→ Задачи:
1: Ответьте коротко по отрывку о Е. Е. Голубинском ниже:
(a) Какую летописную повесть отверг Голубинский и чем он её объявил?
(b) Что названо второй особенностью учёного?
(c) Для какого периода особенно заметно, что автор отступает от своих предшественников?
2: Подхватите отрывок о Е. Е. Голубинском ниже и напишите продолжение, которое начинается сразу после его последнего предложения.
═════ Отрывок текста ═════
Безграничный количественно, подобный критицизм не допускал в этом направлении и качественных стеснений, не останавливаясь ни перед какими авторитетами традиционной священности или всеобщей почтенности по благочестивому обычаю и ученой репутации. Это свойство не менее решительно и повсюдно в научном строительстве нашего историка. Для иллюстрации достаточно упомянуть, что — к ужасу большинства верующих и к недоумению многих ученых — Е. Е. Голубинский, хорошо зная об этом, бестрепетно и категорически отверг летописную повесть о крещении св. Владимира и прямо объявил ее позднейшей легендой, как бы подрезывая корни и поражая в голову историческое начало христианства в России…
Понятно, что при беспощадном проведении критического метода всё старое и принятое, унаследованное и добытое получило новый вид и неожиданный свет. Этим условливалась вторая особенность ученого — его полная самостоятельность и всецелая оригинальность. Все мнения и утверждения всегда формулировались у него и выражались лишь «по собственным искренним убеждениям». По этому предмету он свидетельствовал с объективной стороны, что «всякая история имеет надежду быть возможно надлежащим образом разработанной не в том случае, когда трудящиеся над ней отстраняют от себя заботы о самостоятельном исследовании, что составляет причину разногласия во взглядах, а напротив, в том случае, когда они считают это самостоятельное исследование своим обязательным делом». В результате оказалось, что автор — по его словам — «слишком много отступает от своих предшественников» и иногда настолько, что у него всё наоборот или даже вопреки им, как это особенно обнаруживается касательно древнего периода.
═════ Исходные данные ═════
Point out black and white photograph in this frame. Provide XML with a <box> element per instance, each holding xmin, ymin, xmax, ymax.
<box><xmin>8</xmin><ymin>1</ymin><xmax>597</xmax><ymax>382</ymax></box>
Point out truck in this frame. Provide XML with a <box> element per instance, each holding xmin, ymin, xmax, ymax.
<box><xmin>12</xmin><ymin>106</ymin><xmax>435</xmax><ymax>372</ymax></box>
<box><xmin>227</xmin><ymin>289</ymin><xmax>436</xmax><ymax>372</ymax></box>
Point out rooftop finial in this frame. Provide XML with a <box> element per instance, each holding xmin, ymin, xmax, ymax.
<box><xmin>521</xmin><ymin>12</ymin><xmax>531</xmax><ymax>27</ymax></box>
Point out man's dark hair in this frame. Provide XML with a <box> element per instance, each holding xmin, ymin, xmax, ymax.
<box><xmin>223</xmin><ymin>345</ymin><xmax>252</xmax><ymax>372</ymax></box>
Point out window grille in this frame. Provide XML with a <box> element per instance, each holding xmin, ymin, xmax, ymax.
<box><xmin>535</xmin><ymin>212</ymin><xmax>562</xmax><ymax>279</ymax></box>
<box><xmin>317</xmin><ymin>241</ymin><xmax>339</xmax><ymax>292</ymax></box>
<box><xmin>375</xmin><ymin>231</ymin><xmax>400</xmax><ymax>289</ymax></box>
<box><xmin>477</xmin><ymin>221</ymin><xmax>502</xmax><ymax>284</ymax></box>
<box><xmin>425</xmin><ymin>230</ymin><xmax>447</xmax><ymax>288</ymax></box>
═════
→ Ответы:
1:
(a) Повесть о крещении св. Владимира. Он объявил её позднейшей легендой.
(b) Его полная самостоятельность и всецелая оригинальность.
(c) Для древнего периода.

2:
Всем изложенным вовсе не исчерпывается ученая типичность Е. Е. Голубинского. По картинному замечанию одного оппонента (проф. Н. И. Субботина), на его докторском диспуте 16 декабря 1880 г. он «подошел к воздвигнутому цельному зданию истории с тяжелым молотом критики», бесцеремонно перестукал все его части и немало из них разбил в куски, целые основные камни раскрошил в порошок и пустил на ветер. Подобная операция была бы просто погромом, предавая все исторические приобретения на «поток и разграбление». Такое варварство всего менее соответствовало научным интересам историка, но восторжествовало бы с неизбежностью, если бы не парализовалось равноценным противодействием. Опасность коренилась в чрезмерном критицизме, а серьезная, творческая критика лишь очищает запущенное поле и исторгает сорные травы, чтобы на возделанной ею почве сеять доброкачественное зерно. Надо иметь последнего больше и лучше, чтобы все труды не свелись к уничтожению наличного, хотя бы небольшого и слабого.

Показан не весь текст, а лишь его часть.